2022 Election, Exclusives, Housing, Joshua Sharf, TABOR, Uncategorized

Sharf: Proposition 123 offers a flawed promise of ‘affordable’ housing

Proponents of Proposition 123, titled “Dedicate Revenues to Fund Housing Projects,” promise that the ballot measure will create a reliable revenue stream to increase affordable housing in Colorado.  Unfortunately, neither proposition is true.

If passed by voters in November, the measure would exempt 0.1% of state personal and corporate income taxes, estate taxes, and gift taxes from revenue limits under the Taxpayer’s Bill of Rights (TABOR), while dedicating the money to funding for affordable housing projects.  Those projects are described in some detail, but generally fall into three broad categories: 1) support for land trusts, which buy and hold land for a specific purpose, in this case, affordable housing; 2) debt financing and gap loans at below-market interest rates, where the fund would take no ownership position in a project; and 3) equity financing, where the fund would take a partial ownership position.

Both the equity and debt financing methods would retain the earnings from the investments, and either reinvest them, or be used to fund a tenant equity vehicle, whereby the tenants would share in the equity growth of the development, and be able to use the proceeds for a down payment on their own homes.  The money could also be used for other forms of down payment assistance.  I will say that, despite the drawbacks of this scheme, it was a pleasure to read a measure that at least used “equity” to mean capital, rather than race-conscious discrimination.

(Object detection data)
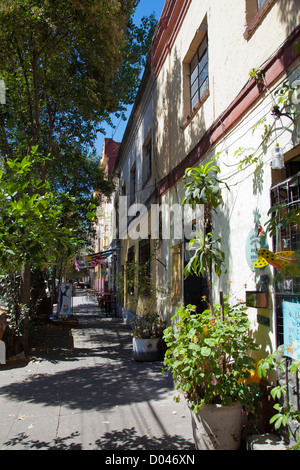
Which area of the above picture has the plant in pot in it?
[119,255,165,362]
[164,298,259,450]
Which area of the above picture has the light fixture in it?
[272,144,284,170]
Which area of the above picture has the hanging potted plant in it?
[131,309,165,362]
[164,299,258,450]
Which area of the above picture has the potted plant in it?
[131,308,165,362]
[257,348,300,450]
[164,298,258,450]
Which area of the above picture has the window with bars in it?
[190,34,209,110]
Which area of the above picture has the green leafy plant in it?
[163,298,258,412]
[257,350,300,450]
[182,154,229,209]
[116,259,165,339]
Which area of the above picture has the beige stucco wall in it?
[156,0,300,178]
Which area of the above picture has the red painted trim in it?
[151,0,192,77]
[159,26,300,195]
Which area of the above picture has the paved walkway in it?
[0,296,194,450]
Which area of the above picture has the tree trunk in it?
[20,264,30,355]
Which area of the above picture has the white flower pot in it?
[132,338,163,362]
[191,403,242,450]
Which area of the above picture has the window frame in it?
[189,32,209,111]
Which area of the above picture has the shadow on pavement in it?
[4,427,195,451]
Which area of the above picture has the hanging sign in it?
[282,302,300,359]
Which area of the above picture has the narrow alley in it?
[0,296,194,450]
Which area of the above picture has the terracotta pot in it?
[191,403,242,450]
[132,338,163,362]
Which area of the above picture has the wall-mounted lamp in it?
[272,144,284,170]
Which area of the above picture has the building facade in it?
[93,138,120,292]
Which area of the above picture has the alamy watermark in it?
[100,196,203,240]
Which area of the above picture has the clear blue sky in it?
[97,0,165,155]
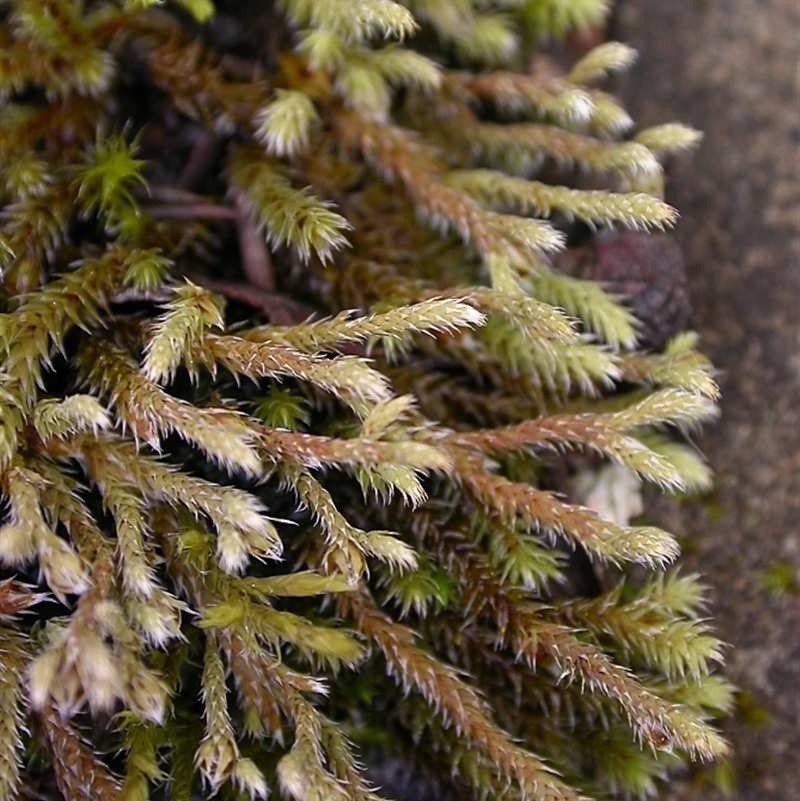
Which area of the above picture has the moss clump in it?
[0,0,730,801]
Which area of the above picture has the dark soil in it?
[612,0,800,801]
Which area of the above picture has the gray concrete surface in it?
[611,0,800,801]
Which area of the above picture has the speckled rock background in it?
[610,0,800,801]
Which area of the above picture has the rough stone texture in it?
[612,0,800,801]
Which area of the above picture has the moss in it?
[0,0,730,801]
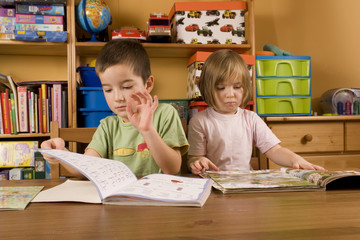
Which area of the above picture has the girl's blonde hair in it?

■ **EXERCISE INSTRUCTIONS**
Reproduce the Proposition 123 article word for word, from "2022 Election, Exclusives, Housing, Joshua" up to and including "proposition is true.". The rows are not needed for any of this.

■ **TASK RESULT**
2022 Election, Exclusives, Housing, Joshua Sharf, TABOR, Uncategorized

Sharf: Proposition 123 offers a flawed promise of ‘affordable’ housing

Proponents of Proposition 123, titled “Dedicate Revenues to Fund Housing Projects,” promise that the ballot measure will create a reliable revenue stream to increase affordable housing in Colorado.  Unfortunately, neither proposition is true.